** Opening Data in this exercise block **

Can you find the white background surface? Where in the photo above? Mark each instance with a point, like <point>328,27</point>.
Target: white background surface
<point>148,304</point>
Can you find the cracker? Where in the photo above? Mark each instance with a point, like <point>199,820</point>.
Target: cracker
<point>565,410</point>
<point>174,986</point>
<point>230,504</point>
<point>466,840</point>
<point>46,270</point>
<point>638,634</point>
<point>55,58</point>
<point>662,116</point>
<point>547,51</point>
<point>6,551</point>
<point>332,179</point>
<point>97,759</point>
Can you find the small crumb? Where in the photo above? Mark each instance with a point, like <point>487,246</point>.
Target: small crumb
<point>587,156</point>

** Closing Data in this exercise block **
** Opening Data in this exercise block **

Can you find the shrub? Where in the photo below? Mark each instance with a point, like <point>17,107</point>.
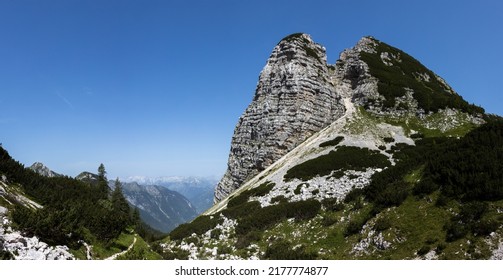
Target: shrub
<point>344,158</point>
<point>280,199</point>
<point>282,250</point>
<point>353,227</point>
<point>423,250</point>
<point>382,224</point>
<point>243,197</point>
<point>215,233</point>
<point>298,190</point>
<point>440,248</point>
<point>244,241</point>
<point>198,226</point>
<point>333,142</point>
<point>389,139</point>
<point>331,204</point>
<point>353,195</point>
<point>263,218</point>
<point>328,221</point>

** Closing Data in this exercise block **
** Opening Data in this exercise block **

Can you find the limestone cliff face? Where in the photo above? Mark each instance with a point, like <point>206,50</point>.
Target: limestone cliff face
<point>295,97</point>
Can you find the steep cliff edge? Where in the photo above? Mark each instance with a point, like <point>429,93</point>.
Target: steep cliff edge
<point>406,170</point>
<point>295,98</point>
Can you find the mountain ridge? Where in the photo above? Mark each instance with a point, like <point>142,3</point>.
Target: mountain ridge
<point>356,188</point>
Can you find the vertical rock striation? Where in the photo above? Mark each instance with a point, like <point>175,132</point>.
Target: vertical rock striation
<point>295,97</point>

** Closing Data in this exercise block **

## Problem
Beginning with the line above that contains "Can you find the white", copy each line exactly up to and including the line that contains "Can you find the cracker?", and go no further.

## Task response
Can you find the white background surface? Where in the photo above? Mark each instance with a point, like <point>328,27</point>.
Target: white background surface
<point>148,304</point>
Can you find the cracker? Where in the photo above? Mark each instance with a point, like <point>199,820</point>.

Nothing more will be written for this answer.